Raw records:

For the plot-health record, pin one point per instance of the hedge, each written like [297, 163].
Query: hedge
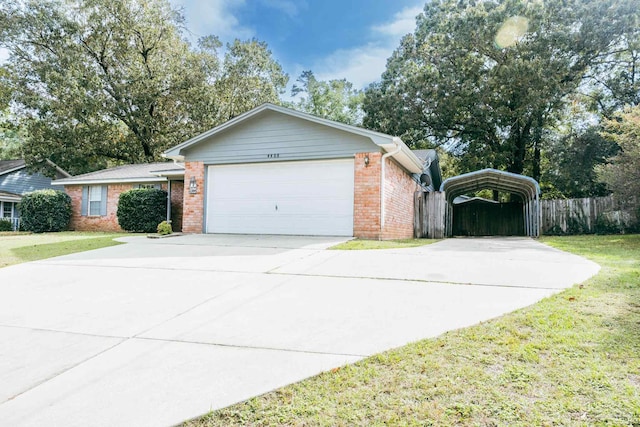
[141, 210]
[45, 210]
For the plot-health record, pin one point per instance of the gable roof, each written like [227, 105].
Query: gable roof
[388, 143]
[8, 166]
[145, 172]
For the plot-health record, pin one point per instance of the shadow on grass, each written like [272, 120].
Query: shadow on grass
[49, 250]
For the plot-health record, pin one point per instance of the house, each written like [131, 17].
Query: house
[275, 170]
[95, 195]
[15, 181]
[272, 170]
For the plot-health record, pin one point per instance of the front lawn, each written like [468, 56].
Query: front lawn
[571, 360]
[22, 247]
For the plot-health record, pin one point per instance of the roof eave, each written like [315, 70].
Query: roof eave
[108, 181]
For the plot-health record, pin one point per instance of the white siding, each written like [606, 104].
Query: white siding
[271, 136]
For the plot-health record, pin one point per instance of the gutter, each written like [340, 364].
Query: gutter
[382, 178]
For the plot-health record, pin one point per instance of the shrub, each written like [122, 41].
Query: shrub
[45, 210]
[141, 210]
[164, 228]
[5, 225]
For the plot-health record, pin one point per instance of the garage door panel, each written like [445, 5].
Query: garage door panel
[314, 197]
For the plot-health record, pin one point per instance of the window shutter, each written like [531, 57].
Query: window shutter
[85, 201]
[103, 202]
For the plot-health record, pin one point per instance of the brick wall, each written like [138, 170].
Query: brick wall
[366, 198]
[193, 210]
[110, 221]
[399, 192]
[399, 205]
[177, 197]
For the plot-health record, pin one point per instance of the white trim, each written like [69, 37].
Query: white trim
[405, 157]
[107, 181]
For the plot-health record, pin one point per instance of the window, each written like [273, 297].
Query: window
[95, 200]
[7, 209]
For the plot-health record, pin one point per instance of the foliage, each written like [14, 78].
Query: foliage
[250, 77]
[142, 209]
[45, 210]
[5, 225]
[20, 247]
[572, 159]
[99, 82]
[11, 138]
[164, 228]
[569, 360]
[622, 172]
[334, 99]
[492, 99]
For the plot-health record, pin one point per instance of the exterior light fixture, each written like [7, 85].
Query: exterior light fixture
[193, 186]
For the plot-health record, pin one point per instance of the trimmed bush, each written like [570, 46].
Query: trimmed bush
[5, 225]
[141, 210]
[45, 210]
[164, 228]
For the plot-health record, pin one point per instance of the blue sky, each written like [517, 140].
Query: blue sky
[335, 39]
[349, 39]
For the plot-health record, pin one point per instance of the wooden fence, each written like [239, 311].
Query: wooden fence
[429, 219]
[578, 216]
[570, 216]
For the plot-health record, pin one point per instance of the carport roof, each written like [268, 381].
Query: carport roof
[494, 179]
[387, 142]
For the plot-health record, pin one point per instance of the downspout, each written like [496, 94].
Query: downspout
[382, 181]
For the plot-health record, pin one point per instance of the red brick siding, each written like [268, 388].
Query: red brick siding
[399, 206]
[366, 198]
[193, 210]
[399, 191]
[101, 223]
[177, 197]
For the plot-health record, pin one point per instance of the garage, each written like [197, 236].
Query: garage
[297, 198]
[274, 170]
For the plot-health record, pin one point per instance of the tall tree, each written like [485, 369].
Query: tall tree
[487, 79]
[334, 99]
[98, 82]
[622, 172]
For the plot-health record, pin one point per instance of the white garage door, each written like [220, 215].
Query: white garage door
[304, 198]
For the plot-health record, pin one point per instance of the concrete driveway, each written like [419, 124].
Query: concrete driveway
[155, 332]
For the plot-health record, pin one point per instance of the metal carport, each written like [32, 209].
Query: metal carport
[493, 179]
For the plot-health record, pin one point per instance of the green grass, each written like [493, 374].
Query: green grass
[16, 248]
[570, 360]
[358, 244]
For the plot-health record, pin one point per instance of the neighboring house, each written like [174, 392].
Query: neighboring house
[15, 181]
[274, 170]
[95, 195]
[271, 170]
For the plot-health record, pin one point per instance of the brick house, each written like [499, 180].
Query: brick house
[275, 170]
[95, 195]
[272, 170]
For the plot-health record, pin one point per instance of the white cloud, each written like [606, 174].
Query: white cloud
[288, 7]
[214, 17]
[403, 23]
[365, 64]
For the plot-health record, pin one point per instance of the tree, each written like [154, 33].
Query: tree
[622, 172]
[334, 99]
[250, 77]
[102, 82]
[487, 79]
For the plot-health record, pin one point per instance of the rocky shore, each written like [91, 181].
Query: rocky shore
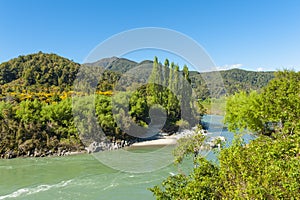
[159, 139]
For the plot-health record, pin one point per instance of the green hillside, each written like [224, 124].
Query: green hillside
[36, 91]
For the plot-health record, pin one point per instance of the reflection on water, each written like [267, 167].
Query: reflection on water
[84, 177]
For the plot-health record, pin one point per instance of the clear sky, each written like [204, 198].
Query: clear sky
[250, 34]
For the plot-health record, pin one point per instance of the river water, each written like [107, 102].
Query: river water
[85, 177]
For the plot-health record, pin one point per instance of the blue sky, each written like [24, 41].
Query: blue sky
[256, 34]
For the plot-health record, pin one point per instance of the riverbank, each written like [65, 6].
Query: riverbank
[158, 140]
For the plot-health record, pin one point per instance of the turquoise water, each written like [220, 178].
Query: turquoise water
[85, 177]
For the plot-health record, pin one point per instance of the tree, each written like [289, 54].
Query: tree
[275, 109]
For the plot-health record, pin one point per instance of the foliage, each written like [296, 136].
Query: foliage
[275, 109]
[263, 169]
[266, 168]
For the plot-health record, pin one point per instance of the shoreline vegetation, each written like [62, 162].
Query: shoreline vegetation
[36, 91]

Requirement — Please put all of the lines above into a numbered list, skipping any blank lines and leaving out the pictures.

Finished task —
1. For the plot-health record, pin one point per instance of the hedge, each written like [297, 163].
2. Query: hedge
3. [141, 210]
4. [45, 210]
5. For the plot-health record, pin one point per instance of the gable roof, each written like [227, 105].
6. Query: gable roof
7. [388, 143]
8. [8, 166]
9. [145, 172]
10. For the plot-health record, pin one point per instance of the shadow on grass, each written like [272, 120].
11. Query: shadow on grass
12. [49, 250]
13. For the plot-health record, pin one point per instance of the house, each written like [131, 17].
14. Query: house
15. [275, 170]
16. [95, 195]
17. [15, 181]
18. [272, 170]
19. For the plot-health record, pin one point per instance of the front lawn, each written like [468, 56].
20. Query: front lawn
21. [571, 360]
22. [22, 247]
23. For the plot-health record, pin one point per instance of the roof eave, each written like [315, 70].
24. Query: roof eave
25. [108, 181]
26. For the plot-health record, pin one point per instance of the white siding, each written like [606, 104].
27. Query: white siding
28. [271, 136]
29. For the plot-health record, pin one point per instance of the gutter, each written like [340, 364].
30. Query: gutter
31. [382, 178]
32. For the plot-health record, pin one point per instance of the shrub, each written like [122, 41].
33. Query: shrub
34. [45, 210]
35. [141, 210]
36. [164, 228]
37. [5, 225]
38. For the plot-health record, pin one point per instance of the garage door panel, each written like [445, 5].
39. Query: garage door panel
40. [314, 197]
41. For the plot-health record, pin one point per instance of the window shutter, each written like [531, 57].
42. Query: window shutter
43. [85, 201]
44. [103, 202]
45. For the plot-health record, pin one point per instance of the brick wall, each written like [138, 170].
46. Query: brick wall
47. [366, 198]
48. [193, 210]
49. [110, 221]
50. [399, 192]
51. [399, 205]
52. [177, 197]
53. For the plot-health record, pin one point per instance of the white trim, each written like [69, 37].
54. Query: white trim
55. [405, 157]
56. [107, 181]
57. For the plot-health record, pin one point per instance of the window, each written like [273, 297].
58. Query: window
59. [95, 200]
60. [7, 209]
61. For the plot-health record, pin one point per instance of the foliage, each written like [14, 78].
62. Query: foliage
63. [250, 77]
64. [142, 209]
65. [45, 210]
66. [5, 225]
67. [20, 247]
68. [572, 159]
69. [99, 82]
70. [11, 138]
71. [164, 228]
72. [569, 360]
73. [622, 172]
74. [334, 99]
75. [492, 99]
76. For the plot-health record, pin one point per instance of the exterior light fixture, each written like [7, 85].
77. Query: exterior light fixture
78. [193, 186]
79. For the plot-health record, pin one point per instance of the trimmed bush, each written like [570, 46].
80. Query: trimmed bush
81. [5, 225]
82. [141, 210]
83. [45, 210]
84. [164, 228]
85. For the plot-health record, pin one point per instance of the blue sky, each written like [517, 140].
86. Query: blue sky
87. [335, 39]
88. [349, 39]
89. For the plot-health record, pin one point per instance of the wooden fence, each written like [239, 311].
90. Query: wooden fence
91. [429, 219]
92. [578, 216]
93. [570, 216]
94. For the plot-health record, pin one point per instance of the carport roof, each written like [268, 381].
95. Query: carport roof
96. [494, 179]
97. [387, 142]
98. For the plot-health record, pin one point per instance of the downspout, each written like [496, 94].
99. Query: downspout
100. [382, 181]
101. For the plot-health record, pin one point per instance of the red brick siding, each written like [268, 388].
102. Query: red brick siding
103. [399, 206]
104. [366, 198]
105. [193, 210]
106. [399, 191]
107. [101, 223]
108. [177, 197]
109. For the plot-health record, pin one point per instance of the garage, each written like [197, 236].
110. Query: garage
111. [297, 198]
112. [274, 170]
113. For the plot-health record, pin one point per instance of the tall tree, each written like [485, 369].
114. Query: tall tree
115. [487, 79]
116. [334, 99]
117. [98, 82]
118. [622, 172]
119. For the plot-health record, pin one point per instance of the white garage door, each written like [220, 215].
120. Query: white garage door
121. [304, 198]
122. For the plot-health record, pin one point per instance of the concrete driveway, each written like [419, 124].
123. Query: concrete driveway
124. [155, 332]
125. For the plot-health record, pin one point per instance of the metal carport, each written like [32, 209].
126. Query: metal carport
127. [493, 179]
128. For the plot-health record, pin one point per instance of the green grass, each written like [493, 374].
129. Query: green grass
130. [16, 248]
131. [570, 360]
132. [358, 244]
133. For the plot-health record, pin one point per instance of the neighboring house, each written like [174, 392].
134. Query: neighboring house
135. [15, 181]
136. [274, 170]
137. [95, 195]
138. [271, 170]
139. For the plot-health record, pin one point per instance of the brick house, each written like [499, 180].
140. Query: brick house
141. [275, 170]
142. [95, 195]
143. [272, 170]
144. For the plot-health record, pin one point per instance of the white cloud, each written like [606, 174].
145. Query: white cloud
146. [288, 7]
147. [214, 17]
148. [403, 23]
149. [365, 64]
150. For the plot-health record, pin one point per instance of the tree, each written like [154, 33].
151. Query: tree
152. [622, 172]
153. [334, 99]
154. [250, 77]
155. [102, 82]
156. [487, 79]
157. For the plot-health record, pin one point per instance of the rocky shore, each written like [91, 181].
158. Query: rocky shore
159. [159, 139]
160. For the plot-health record, pin one point per instance of the green hillside, each written like [224, 124].
161. Query: green hillside
162. [36, 91]
163. For the plot-health record, pin one point per instance of the reflection on water, each written like [267, 167].
164. Query: reflection on water
165. [84, 177]
166. For the plot-health record, pin one point per instance of the clear sky, each written like [204, 198].
167. Query: clear sky
168. [250, 34]
169. For the plot-health record, pin one point per instance of the river water, each written like [107, 102].
170. Query: river water
171. [85, 177]
172. For the plot-health record, pin one point per instance of the blue sky, each written like [24, 41].
173. Query: blue sky
174. [256, 34]
175. For the plot-health record, pin one point per instance of the riverbank, each written like [65, 6].
176. Query: riverbank
177. [158, 140]
178. For the plot-health record, pin one point per instance of the turquoise water, each written like [220, 178].
179. Query: turquoise water
180. [85, 177]
181. For the plot-health record, pin one point per instance of the tree, each written like [289, 54].
182. Query: tree
183. [275, 109]
184. For the plot-health record, pin one point per instance of the foliage, each written like [296, 136].
185. Query: foliage
186. [275, 109]
187. [263, 169]
188. [266, 168]
189. For the plot-health record, pin one point per instance of the shoreline vegetation, each written like [62, 162].
190. Query: shoreline vegetation
191. [36, 91]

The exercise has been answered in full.